--- BEGIN Supplied material ---

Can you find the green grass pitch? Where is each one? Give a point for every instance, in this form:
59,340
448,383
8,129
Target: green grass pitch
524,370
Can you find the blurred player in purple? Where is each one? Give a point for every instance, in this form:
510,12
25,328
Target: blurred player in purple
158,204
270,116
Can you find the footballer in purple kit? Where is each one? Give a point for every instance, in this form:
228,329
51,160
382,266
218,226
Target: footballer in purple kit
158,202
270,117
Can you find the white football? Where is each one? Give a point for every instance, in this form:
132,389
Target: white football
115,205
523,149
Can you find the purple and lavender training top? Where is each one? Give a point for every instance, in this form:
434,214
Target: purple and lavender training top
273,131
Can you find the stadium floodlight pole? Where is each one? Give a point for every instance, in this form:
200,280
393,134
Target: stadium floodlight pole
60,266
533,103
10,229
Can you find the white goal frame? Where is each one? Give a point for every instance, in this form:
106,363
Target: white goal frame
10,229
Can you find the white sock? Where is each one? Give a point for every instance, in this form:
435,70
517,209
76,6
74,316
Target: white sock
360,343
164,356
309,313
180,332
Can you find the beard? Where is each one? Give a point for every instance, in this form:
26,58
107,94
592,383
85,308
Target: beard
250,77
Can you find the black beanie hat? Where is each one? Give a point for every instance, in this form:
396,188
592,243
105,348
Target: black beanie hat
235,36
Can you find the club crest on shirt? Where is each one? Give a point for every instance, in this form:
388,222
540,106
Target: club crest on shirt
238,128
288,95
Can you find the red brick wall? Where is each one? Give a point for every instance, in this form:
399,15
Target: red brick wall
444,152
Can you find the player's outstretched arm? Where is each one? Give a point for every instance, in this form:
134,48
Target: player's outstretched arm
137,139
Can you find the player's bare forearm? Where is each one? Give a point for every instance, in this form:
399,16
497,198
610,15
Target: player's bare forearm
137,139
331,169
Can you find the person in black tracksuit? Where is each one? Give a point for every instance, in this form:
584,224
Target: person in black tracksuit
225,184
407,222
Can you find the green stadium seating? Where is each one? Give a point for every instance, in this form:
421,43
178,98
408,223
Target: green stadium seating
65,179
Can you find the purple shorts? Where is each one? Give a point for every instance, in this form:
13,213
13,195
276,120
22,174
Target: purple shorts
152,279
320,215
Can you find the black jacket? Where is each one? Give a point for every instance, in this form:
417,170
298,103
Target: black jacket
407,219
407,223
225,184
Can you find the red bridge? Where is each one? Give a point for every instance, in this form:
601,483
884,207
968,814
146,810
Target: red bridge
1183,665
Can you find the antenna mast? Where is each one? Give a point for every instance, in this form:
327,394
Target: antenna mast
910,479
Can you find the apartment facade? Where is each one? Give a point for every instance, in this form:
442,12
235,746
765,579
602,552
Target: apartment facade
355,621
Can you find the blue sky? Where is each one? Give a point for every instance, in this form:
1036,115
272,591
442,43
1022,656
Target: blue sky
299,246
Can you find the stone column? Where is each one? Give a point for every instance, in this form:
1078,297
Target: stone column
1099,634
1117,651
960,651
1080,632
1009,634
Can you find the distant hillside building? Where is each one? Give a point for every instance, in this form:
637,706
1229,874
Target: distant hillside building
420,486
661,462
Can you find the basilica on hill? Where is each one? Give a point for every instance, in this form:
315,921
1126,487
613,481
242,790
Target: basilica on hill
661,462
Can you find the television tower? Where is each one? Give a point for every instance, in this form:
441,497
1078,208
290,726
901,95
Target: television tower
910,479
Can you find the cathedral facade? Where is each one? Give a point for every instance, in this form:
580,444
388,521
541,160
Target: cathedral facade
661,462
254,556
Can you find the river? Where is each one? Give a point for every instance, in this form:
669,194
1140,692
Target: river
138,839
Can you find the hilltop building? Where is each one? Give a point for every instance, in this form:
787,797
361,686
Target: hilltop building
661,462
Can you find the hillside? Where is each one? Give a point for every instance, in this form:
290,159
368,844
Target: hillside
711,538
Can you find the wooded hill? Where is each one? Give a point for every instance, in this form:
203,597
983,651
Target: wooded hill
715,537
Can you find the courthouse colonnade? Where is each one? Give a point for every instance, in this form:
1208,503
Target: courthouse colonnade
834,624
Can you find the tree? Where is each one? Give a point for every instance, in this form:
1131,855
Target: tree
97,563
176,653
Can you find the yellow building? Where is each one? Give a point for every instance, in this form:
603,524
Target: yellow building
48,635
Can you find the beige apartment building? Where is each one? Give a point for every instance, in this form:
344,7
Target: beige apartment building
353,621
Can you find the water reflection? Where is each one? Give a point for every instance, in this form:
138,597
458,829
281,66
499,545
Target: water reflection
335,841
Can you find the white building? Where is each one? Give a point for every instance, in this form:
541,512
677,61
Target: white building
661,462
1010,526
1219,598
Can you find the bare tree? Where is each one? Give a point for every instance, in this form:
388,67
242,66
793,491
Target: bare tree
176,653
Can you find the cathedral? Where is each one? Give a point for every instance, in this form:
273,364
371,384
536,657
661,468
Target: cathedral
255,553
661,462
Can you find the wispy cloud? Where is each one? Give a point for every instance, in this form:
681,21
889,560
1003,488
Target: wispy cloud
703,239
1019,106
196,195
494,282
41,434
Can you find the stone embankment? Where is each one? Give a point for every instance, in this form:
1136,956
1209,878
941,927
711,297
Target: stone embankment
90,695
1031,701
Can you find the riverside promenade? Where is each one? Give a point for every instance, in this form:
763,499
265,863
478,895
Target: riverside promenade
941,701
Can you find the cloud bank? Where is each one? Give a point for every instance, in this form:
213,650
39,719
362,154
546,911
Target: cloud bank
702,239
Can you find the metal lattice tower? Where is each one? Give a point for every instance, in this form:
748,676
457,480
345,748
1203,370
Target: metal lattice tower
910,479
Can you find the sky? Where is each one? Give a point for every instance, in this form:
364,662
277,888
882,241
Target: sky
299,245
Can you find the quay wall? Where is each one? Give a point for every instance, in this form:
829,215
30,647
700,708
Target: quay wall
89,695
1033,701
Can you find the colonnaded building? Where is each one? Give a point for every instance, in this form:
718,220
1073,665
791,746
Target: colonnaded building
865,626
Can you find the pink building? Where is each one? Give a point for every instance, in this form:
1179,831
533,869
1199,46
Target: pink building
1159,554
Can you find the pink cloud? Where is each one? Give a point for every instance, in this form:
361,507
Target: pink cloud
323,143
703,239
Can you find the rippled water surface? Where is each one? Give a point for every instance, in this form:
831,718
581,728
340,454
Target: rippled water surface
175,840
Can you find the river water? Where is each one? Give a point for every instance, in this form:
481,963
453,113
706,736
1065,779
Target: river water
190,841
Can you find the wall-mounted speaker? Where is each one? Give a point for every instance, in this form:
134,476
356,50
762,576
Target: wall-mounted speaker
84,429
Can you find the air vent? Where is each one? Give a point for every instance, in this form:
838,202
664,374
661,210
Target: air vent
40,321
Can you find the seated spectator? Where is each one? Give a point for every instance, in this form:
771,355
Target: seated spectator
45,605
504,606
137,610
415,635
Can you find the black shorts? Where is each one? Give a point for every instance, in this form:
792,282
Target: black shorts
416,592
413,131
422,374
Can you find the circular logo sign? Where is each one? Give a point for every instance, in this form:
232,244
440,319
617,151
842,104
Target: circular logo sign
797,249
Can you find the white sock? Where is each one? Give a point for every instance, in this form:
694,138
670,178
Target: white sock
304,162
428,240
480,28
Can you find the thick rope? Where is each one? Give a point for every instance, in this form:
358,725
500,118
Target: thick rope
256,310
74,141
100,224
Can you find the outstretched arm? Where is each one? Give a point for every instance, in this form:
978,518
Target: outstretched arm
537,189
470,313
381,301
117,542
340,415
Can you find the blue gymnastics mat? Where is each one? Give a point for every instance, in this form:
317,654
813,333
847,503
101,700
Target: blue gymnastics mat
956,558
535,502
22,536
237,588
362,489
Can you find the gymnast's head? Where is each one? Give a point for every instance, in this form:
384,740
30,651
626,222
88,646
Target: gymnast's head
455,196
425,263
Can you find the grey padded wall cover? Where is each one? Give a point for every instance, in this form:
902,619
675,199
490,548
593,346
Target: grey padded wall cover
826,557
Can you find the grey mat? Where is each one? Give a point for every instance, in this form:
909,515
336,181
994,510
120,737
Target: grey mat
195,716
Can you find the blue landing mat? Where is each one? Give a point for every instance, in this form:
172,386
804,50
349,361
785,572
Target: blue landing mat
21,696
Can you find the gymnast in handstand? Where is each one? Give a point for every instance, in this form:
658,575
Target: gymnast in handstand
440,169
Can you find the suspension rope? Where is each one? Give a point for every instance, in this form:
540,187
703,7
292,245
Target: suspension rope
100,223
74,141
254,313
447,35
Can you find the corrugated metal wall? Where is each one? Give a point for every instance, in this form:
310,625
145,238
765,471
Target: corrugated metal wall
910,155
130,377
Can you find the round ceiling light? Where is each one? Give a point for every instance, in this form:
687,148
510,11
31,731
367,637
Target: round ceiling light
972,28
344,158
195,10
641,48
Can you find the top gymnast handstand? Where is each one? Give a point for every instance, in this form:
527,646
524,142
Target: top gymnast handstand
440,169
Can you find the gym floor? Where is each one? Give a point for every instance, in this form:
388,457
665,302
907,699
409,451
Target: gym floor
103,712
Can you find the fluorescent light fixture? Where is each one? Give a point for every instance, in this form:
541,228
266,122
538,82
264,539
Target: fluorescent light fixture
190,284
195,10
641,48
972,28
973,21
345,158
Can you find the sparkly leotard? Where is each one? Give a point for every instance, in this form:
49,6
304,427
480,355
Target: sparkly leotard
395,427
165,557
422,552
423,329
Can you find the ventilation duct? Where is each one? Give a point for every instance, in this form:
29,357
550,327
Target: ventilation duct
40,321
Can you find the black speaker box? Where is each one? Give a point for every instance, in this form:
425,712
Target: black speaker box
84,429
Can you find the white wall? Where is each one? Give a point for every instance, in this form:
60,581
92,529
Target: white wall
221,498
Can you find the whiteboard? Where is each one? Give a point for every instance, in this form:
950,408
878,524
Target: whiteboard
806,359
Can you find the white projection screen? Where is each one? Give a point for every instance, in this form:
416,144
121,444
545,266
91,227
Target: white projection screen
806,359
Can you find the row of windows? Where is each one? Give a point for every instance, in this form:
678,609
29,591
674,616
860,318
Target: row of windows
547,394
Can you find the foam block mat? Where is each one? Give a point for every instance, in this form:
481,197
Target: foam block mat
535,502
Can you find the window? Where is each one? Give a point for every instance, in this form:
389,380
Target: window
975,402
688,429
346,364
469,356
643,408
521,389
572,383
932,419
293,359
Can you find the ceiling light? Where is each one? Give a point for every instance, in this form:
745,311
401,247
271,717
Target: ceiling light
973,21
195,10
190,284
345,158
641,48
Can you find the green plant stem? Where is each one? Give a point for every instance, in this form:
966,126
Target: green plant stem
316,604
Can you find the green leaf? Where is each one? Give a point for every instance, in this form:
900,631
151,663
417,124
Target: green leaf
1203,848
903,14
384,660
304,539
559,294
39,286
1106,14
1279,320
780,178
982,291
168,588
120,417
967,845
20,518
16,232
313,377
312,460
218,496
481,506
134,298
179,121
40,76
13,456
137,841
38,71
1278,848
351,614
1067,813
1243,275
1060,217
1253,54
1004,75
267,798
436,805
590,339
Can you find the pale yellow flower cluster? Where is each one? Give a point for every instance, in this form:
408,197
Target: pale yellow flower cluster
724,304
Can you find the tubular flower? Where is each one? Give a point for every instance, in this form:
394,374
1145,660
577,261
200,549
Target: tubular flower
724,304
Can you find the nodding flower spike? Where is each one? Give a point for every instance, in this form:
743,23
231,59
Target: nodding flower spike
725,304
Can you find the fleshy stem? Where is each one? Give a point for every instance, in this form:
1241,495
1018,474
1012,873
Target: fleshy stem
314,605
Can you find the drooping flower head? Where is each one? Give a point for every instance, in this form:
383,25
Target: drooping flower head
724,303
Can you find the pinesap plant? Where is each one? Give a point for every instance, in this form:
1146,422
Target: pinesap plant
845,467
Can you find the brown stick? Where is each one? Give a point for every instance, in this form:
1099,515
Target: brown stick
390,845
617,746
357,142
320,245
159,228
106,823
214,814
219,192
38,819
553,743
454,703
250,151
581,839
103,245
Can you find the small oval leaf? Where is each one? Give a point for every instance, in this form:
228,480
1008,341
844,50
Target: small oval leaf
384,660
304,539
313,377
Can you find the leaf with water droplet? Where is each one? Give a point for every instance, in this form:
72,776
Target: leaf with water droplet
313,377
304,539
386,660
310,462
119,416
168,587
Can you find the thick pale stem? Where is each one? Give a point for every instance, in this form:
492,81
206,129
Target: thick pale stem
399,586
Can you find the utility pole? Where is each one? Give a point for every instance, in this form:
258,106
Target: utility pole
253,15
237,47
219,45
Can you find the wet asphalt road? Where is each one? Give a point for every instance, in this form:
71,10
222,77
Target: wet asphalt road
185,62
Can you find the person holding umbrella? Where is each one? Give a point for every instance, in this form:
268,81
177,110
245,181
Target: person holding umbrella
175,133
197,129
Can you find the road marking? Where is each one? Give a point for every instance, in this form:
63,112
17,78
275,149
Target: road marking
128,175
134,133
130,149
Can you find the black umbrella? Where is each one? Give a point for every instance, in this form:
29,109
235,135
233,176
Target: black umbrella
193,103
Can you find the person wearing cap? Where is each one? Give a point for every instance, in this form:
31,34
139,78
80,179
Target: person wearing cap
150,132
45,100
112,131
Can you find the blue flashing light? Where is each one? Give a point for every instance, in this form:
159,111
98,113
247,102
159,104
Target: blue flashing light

--- END Supplied material ---

● **Task brief**: Copy the listing above word for word, starting with the line that contains "Can you find the black umbrella?" and continuing through the final line of the listing.

● **Reply to the exercise**:
Can you find the black umbrella? Where is each one? Give a point for every instance, in this form:
29,109
235,135
233,176
Target: black umbrella
193,103
Can you find the person wearing cap? Where is each one? Give a point for every instance, in this form:
31,34
139,78
80,179
Target: person wearing cap
150,132
45,100
112,131
Can you find the blue flashing light? Where is each one? Give a point for every instance, in this form:
159,111
98,113
247,102
159,104
Target: blue flashing light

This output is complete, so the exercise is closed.